I guess what I’m wondering here is when it comes to, I mean, I guess health diagnosis data is something that a system like driver monitoring could accomplish, if it’s looking for signs of someone falling into a sleep or into a diabetic coma Maybe I mean that’s a stretch, but i’m still stumped on the genetic data from nissan But the real point article is that really no one’s really any better than nissan I mean they want to sell this data ultimately data is where the money is so the more they collect the more money they can make off of it and They’re really not doing anything as a group of manufacturers, even the alliance, which represents a lot of the manufacturers, is saying, well, we’re going to construct, let it, let everybody construct their own little privacy policy and deal with it that way versus, they don’t want a plan, like a federal data policy.

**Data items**
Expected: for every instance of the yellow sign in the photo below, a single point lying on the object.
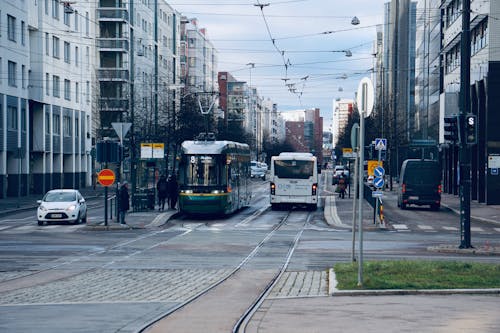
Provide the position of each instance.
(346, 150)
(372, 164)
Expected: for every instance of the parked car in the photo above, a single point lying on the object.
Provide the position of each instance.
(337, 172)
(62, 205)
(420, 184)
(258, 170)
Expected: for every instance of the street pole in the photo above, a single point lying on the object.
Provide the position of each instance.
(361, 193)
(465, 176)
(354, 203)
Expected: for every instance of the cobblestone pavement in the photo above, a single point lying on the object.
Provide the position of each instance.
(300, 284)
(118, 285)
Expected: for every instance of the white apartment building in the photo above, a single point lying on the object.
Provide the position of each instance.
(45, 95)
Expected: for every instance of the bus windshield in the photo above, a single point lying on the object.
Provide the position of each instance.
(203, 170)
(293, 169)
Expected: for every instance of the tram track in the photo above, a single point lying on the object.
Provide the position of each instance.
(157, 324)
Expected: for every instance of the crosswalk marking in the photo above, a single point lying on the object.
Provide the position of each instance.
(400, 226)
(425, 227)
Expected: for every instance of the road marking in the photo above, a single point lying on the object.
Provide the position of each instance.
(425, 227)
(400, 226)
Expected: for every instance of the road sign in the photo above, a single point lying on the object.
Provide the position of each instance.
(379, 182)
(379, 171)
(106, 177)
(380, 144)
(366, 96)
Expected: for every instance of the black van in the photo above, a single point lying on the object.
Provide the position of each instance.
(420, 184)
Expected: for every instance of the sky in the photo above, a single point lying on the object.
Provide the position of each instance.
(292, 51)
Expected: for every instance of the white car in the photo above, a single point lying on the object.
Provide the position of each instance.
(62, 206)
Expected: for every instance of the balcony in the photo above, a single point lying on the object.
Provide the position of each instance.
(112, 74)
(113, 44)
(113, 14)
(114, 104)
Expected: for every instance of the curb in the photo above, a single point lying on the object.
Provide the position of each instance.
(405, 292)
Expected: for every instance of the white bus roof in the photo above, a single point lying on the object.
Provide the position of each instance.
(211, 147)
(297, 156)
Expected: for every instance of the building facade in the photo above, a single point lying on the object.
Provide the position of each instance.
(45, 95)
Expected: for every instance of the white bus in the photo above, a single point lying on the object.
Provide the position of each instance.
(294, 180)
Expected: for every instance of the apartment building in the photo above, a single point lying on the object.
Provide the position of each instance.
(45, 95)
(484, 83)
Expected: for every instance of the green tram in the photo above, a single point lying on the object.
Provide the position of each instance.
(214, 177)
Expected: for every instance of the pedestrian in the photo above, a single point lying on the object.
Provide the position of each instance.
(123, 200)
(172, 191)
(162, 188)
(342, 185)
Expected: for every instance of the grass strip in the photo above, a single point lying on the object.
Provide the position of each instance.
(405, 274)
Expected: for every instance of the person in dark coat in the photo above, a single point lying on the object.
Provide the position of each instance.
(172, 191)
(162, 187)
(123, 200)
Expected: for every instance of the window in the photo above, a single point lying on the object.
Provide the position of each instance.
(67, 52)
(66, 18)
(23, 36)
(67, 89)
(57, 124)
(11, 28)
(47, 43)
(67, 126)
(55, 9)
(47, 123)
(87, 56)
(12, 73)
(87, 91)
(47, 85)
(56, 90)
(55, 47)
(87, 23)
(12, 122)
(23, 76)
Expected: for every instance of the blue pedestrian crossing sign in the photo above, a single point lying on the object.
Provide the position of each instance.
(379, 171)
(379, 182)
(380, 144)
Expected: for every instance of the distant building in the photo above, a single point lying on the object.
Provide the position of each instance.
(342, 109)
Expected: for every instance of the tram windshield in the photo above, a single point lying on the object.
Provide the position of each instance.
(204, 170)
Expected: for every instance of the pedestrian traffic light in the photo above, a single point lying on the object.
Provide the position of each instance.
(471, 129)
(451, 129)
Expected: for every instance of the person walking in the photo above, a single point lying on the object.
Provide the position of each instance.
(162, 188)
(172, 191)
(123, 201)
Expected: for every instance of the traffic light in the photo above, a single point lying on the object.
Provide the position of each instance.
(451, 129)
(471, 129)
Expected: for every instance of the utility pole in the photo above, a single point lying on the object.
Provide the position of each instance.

**DIRECTIONS FOR THIS TASK**
Set down the passage of the remarks on carmaker data collection that opens with the words containing "I guess what" and closes with "federal data policy.".

**WRITTEN SOLUTION**
I guess what I’m wondering here is when it comes to, I mean, I guess health diagnosis data is something that a system like driver monitoring could accomplish, if it’s looking for signs of someone falling into a sleep or into a diabetic coma Maybe I mean that’s a stretch, but i’m still stumped on the genetic data from nissan But the real point article is that really no one’s really any better than nissan I mean they want to sell this data ultimately data is where the money is so the more they collect the more money they can make off of it and They’re really not doing anything as a group of manufacturers, even the alliance, which represents a lot of the manufacturers, is saying, well, we’re going to construct, let it, let everybody construct their own little privacy policy and deal with it that way versus, they don’t want a plan, like a federal data policy.